**WHAT YOU SHOULD DO:**
Copy out all of the records below line for line, without changing a single character.

**EXERCISE MATERIALS:**
<<<<

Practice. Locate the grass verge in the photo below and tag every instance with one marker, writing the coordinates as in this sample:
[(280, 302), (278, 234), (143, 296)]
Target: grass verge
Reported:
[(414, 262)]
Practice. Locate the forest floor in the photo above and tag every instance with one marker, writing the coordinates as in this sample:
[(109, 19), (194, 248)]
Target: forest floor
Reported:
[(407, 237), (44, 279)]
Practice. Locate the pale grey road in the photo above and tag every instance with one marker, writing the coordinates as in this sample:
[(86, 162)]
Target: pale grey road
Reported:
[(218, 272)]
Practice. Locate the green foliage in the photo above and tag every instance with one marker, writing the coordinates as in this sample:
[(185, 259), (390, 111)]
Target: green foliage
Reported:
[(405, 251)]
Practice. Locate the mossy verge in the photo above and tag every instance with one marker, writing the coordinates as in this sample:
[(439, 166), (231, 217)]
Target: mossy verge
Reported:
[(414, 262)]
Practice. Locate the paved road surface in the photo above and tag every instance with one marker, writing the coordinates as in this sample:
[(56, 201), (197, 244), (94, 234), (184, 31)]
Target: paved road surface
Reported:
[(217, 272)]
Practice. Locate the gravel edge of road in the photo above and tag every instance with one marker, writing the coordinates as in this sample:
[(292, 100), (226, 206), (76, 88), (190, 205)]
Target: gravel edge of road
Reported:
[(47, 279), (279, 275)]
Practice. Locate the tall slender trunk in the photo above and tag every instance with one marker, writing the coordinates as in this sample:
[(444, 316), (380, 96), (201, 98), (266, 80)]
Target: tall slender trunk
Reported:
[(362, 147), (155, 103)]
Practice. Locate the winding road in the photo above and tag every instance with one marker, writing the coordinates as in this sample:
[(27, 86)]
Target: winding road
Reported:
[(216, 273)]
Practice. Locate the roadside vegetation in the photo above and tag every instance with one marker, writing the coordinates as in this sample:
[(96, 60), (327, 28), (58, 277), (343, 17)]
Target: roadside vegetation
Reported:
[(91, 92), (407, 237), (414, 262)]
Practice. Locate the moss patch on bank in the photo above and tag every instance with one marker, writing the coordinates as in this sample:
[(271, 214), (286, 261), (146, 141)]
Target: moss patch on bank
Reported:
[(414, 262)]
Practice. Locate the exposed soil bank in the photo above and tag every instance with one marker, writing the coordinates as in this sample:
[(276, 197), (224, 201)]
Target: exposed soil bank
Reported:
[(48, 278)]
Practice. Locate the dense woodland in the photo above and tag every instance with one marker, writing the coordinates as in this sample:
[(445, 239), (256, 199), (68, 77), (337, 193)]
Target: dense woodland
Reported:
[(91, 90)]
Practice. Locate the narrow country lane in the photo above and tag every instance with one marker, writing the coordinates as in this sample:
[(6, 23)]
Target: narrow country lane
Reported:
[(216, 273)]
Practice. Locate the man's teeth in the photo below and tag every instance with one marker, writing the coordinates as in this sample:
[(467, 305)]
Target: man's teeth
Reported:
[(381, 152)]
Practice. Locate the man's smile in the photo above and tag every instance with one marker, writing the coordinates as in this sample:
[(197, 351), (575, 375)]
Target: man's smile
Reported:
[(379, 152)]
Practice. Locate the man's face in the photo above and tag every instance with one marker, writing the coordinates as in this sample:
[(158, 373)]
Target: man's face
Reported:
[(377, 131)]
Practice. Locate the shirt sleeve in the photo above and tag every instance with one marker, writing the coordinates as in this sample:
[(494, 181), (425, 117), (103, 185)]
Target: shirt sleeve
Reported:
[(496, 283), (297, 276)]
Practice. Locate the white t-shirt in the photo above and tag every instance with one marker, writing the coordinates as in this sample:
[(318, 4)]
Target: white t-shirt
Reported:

>>>>

**OUTPUT FOR THIS TASK:**
Practice. Locate the grass verge in the photo below and tag every instance with one marker, writing the coordinates as in this sample:
[(280, 302), (278, 234), (143, 296)]
Target: grass verge
Reported:
[(414, 262)]
Practice. Locate the forest floor in the photo above and tag every instance with one marker, writing the coordinates as in this sample:
[(109, 19), (194, 248)]
Target: forest floor
Reported:
[(407, 237), (44, 279)]
Practice. Locate the pale grey road in the photo above and tag every instance with one marker, writing the coordinates as in this sample:
[(86, 162)]
Target: pale grey road
Reported:
[(218, 272)]
Practice. Locate the green foliage in the photo above and tag every instance with one marker, writing the coordinates as in this sample:
[(185, 259), (390, 111)]
Target: green foliage
Reported:
[(405, 251)]
Practice. Locate the mossy verge in the photo above and tag every instance with one marker, writing the coordinates as in this sample:
[(439, 166), (231, 217)]
Target: mossy verge
Reported:
[(414, 262)]
Practice. Locate the paved road surface in the photo above and tag every instance with one marker, writing the coordinates as in this sample:
[(56, 201), (197, 244), (94, 234), (184, 31)]
Target: paved road surface
Reported:
[(217, 272)]
Practice. Locate the gravel edge of road in the photo above and tag every instance with one marker, writing the coordinates as in this sample:
[(292, 100), (226, 206), (76, 88), (190, 205)]
Target: gravel edge of road
Reported:
[(47, 279), (279, 275)]
Practice. Locate the tall slender trunk in the photo above and tag every instance with one marker, writing the coordinates as in this sample:
[(444, 316), (380, 96), (201, 98), (266, 80)]
Target: tall slender trunk
Reported:
[(362, 147), (155, 103)]
Practice. Locate the winding road in the photo above and tag every instance with one marker, writing the coordinates as in this sample:
[(27, 86)]
Target: winding road
Reported:
[(216, 273)]
Practice. Locate the roadside vegetation in the photo above and tag every instance with one marker, writing the coordinates as in this sample:
[(96, 60), (327, 28), (58, 277), (343, 17)]
Target: roadside vegetation
Reported:
[(91, 92), (407, 237), (414, 262)]
Practice. Locate the moss patch on bank in the photo above and tag every instance with one marker, writing the coordinates as in this sample:
[(271, 214), (286, 261), (146, 141)]
Target: moss patch on bank
Reported:
[(414, 262)]
Practice. Locate the exposed soil bank in the photo above and tag every instance with one marker, writing the coordinates as in this sample:
[(276, 197), (224, 201)]
Target: exposed soil bank
Reported:
[(48, 278)]
Practice. Locate the dense woodland in the photo above and tag every instance with one marker, writing the coordinates as in this sample:
[(445, 239), (256, 199), (68, 77), (337, 193)]
Target: dense woodland
Reported:
[(91, 90)]
Practice. Locate the narrow country lane in the photo above and tag every instance with one marker, writing the coordinates as in this sample:
[(6, 23)]
Target: narrow country lane
Reported:
[(216, 273)]
Practice. Locate the man's teeth in the photo below and tag every instance with one marker, writing the coordinates as in this sample:
[(467, 305)]
Target: man's teeth
Reported:
[(381, 152)]
Practice. Locate the man's smile in the photo above and tag every instance with one marker, writing the coordinates as in this sample:
[(197, 351), (575, 375)]
Target: man's smile
Reported:
[(379, 152)]
Practice. Locate the man's face in the photo above and tag every instance with one marker, writing the coordinates as in this sample:
[(158, 373)]
Target: man's face
Reported:
[(377, 131)]
Practice. Locate the shirt sleeve in the photo above and tag every instance with one marker, writing the coordinates as in this sample:
[(494, 181), (425, 117), (103, 185)]
Target: shirt sleeve
Reported:
[(496, 283), (297, 276)]
Practice. Locate the white t-shirt in the photo above and tag every instance with one marker, writing the coordinates as in this sample:
[(318, 4)]
Target: white t-shirt
Reported:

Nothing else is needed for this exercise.